▶ **Directive a**: In the angling club newsletter, how many entrants took part in the first special open comp of the season?

▶ **Document section**:
* BEGIN *
It seems that a number of skippers have concentrated mainly on trying to target Plaice, due to the lack of many days when conditions were suitable to go well offshore. I understand that even that has not been particularly rewarding with the average size of fish being fairly small & numbers not generally great.
There have been a few days suitable to venture well offshore but the reports indicate very variable results. Some boats have reported total failure whilst a few have reported some success with Pollack but Cod remain elusive, which is not good news for the autumn inshore cod season. A few short windows where inshore water clarity has been good have resulted in some good Bass being caught but the legal bag limit of 1 fish per angler per day is, of course, very frustrating, especially when a rod & line commercial boat fishing a few yards away from angling boats has no such restriction. It will be even worse from 1st November when the legal bag limit reverts to not being allowed to retain any at all. There have been some moves at national and EU level to try to get the daily bag limit increased to 3 fish but I have just been informed that this has been rejected.
It seems that quite a few club skippers are getting all set to target the very large species which provided some sport south of the island last summer. The current apparent shortage of Mackerel is once again beginning to be a worry although that did not seem to adversely affect the sport last summer. One can only speculate as to what the large predatory species are actually feeding on which may, perhaps, include Scad, Pollack, Bass, Squid & Cuttle.
The first of our special open comps for this season was held on the first listed date in May. A slightly disappointing entry of 41 mainly struggled to find numbers of Bream which were all medium to small. Only 15 brought fish to the scales where a maximum bag limit of 2 fish applied. Liam Smith won the Sydenhams Sponsored £150 first prize with a bag of 4 lbs 7 ½ ozs. Remarkably there was a tie for second place where Hugh Racket & Steve Simmons each weighed in 3 lbs 14 ozs and were awarded £75 each being half the combined second & third prizes sponsored by Sydenhams. Mark Tutton’s single bream of 2 lbs 11 ozs took the heavies t fish by a senior prize of £50 sponsored by Charles Smallman.Young Daniel Gawn’s single bream of 1 lb 15 ozs took the prize rod for the best fish by a junior sponsored by Odessa Angling Centre. Club President, Bob Cowley, had kindly donated the table prizes for the remaining heaviest bags. Full report plus photos are available on the club’s web site. At the time of writing this, the Pascall Atkey sponsored open Plaice comp is due to be held on the reserve date having been postponed due to adverse forecasts. [Report now loaded on web site.]
Our comp sec advises that good fish recorded since the last news letter include: Nick Ring boat caught Undulate 14 lbs & Spotted Ray 4 lbs; Chris Rackett shore caught Black Bream 2 lbs 7 ozs & Undulate 12 lbs 9 ozs; Derek Chappell shore caught Mullet 3 lbs 10 ozs; Spencer Wright boat caught Tope 50 lbs & Spotted Ray 3 lbs 12 ozs; Mark Jones boat caught Bass 9 lbs 12 ozs; Jacob Grimaldi boat caught Pollock 12 lbs 12 ozs;
With the obvious ongoing debacle, there is still virtually no clarity regarding how fishing regulations will be affected by Brexit. Currently there are a number of issues relating to what the EU wants to impose on us that a no deal Brexit could possibly negate & be to our advantage. One issue is that apparently the EU wants to force the UK government to prohibit the use of red diesel in recreational vessels. The angling Trust has joined with the RYA to attempt to block this but we understand that the UK government is soon to undertake a so called consultation about it. This is more likely to focus on how it could be implemented rather than if it should actually be implemented in the first place.
* END *
▶ **Directive b**: From the listing below, pull out every line that contains the string "blue", matching case exactly.

▶ **Material provided**:
* BEGIN *
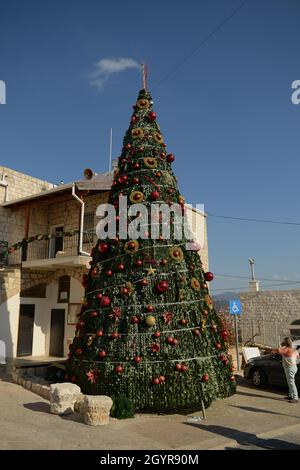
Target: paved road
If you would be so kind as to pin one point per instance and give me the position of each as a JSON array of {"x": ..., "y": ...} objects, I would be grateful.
[
  {"x": 251, "y": 419},
  {"x": 288, "y": 440}
]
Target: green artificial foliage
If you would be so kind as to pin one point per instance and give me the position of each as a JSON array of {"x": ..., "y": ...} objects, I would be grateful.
[
  {"x": 147, "y": 328},
  {"x": 122, "y": 408}
]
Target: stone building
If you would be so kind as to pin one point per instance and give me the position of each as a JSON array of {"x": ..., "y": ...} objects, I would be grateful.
[
  {"x": 40, "y": 288},
  {"x": 269, "y": 316}
]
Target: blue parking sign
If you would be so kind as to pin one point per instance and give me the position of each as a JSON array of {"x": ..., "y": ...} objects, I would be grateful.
[{"x": 235, "y": 307}]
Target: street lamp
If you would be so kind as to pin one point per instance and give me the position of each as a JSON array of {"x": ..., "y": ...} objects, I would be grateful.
[{"x": 253, "y": 284}]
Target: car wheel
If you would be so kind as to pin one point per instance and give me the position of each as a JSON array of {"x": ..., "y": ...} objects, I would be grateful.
[{"x": 259, "y": 378}]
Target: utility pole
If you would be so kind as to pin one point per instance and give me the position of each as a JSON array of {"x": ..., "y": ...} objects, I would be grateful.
[{"x": 253, "y": 284}]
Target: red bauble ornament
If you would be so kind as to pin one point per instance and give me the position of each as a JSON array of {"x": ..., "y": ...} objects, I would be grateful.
[
  {"x": 84, "y": 281},
  {"x": 208, "y": 276},
  {"x": 162, "y": 286},
  {"x": 152, "y": 116},
  {"x": 155, "y": 381},
  {"x": 155, "y": 195},
  {"x": 170, "y": 158},
  {"x": 224, "y": 335},
  {"x": 105, "y": 302},
  {"x": 134, "y": 319},
  {"x": 124, "y": 291},
  {"x": 170, "y": 340}
]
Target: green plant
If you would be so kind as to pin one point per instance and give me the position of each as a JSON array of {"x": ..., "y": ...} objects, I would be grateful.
[{"x": 122, "y": 407}]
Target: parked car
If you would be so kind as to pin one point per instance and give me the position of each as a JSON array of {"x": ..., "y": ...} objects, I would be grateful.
[{"x": 268, "y": 370}]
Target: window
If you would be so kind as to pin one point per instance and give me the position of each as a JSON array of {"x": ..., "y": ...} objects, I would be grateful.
[
  {"x": 295, "y": 329},
  {"x": 3, "y": 253},
  {"x": 63, "y": 289},
  {"x": 37, "y": 292},
  {"x": 88, "y": 227}
]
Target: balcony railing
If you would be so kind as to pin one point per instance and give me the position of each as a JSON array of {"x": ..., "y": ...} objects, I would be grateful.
[{"x": 53, "y": 248}]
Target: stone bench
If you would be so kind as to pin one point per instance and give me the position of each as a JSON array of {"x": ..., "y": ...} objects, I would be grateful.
[
  {"x": 63, "y": 397},
  {"x": 96, "y": 409}
]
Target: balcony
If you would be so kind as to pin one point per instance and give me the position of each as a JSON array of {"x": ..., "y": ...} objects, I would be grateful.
[{"x": 54, "y": 253}]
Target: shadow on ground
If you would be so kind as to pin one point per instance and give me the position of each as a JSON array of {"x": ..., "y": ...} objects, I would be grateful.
[
  {"x": 261, "y": 410},
  {"x": 38, "y": 406},
  {"x": 246, "y": 439}
]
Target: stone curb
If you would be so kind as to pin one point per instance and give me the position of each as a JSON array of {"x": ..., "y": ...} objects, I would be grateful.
[
  {"x": 35, "y": 387},
  {"x": 263, "y": 435}
]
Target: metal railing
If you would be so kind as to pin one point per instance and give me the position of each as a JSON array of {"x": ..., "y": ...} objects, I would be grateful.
[
  {"x": 53, "y": 247},
  {"x": 3, "y": 253}
]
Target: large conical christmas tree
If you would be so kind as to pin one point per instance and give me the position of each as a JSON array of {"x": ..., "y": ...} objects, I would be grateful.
[{"x": 147, "y": 328}]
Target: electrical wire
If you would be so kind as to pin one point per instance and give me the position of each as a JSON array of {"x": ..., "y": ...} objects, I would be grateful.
[
  {"x": 265, "y": 221},
  {"x": 202, "y": 43}
]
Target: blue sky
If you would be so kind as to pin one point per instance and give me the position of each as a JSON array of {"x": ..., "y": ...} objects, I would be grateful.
[{"x": 226, "y": 113}]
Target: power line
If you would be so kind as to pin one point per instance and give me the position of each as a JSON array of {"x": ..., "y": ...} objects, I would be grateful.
[
  {"x": 265, "y": 221},
  {"x": 204, "y": 41},
  {"x": 290, "y": 281},
  {"x": 228, "y": 289}
]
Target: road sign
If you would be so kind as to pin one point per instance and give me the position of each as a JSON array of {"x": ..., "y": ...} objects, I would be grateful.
[{"x": 235, "y": 307}]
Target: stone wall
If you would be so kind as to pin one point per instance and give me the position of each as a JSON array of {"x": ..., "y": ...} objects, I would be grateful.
[
  {"x": 12, "y": 223},
  {"x": 13, "y": 280},
  {"x": 21, "y": 185},
  {"x": 269, "y": 315}
]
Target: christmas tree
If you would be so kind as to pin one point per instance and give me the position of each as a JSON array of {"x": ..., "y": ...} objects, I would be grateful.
[{"x": 147, "y": 327}]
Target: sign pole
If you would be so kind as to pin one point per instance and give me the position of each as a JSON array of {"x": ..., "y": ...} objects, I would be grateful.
[
  {"x": 235, "y": 308},
  {"x": 236, "y": 342}
]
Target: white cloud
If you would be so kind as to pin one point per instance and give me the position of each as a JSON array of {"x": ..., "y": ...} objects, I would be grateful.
[{"x": 106, "y": 67}]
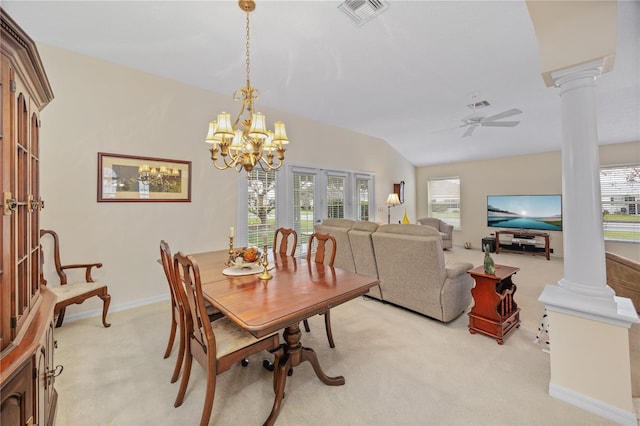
* END *
▶ **Exercise response a**: 41

▶ **Exercise response b**:
Target: blue parking sign
Target: blue sky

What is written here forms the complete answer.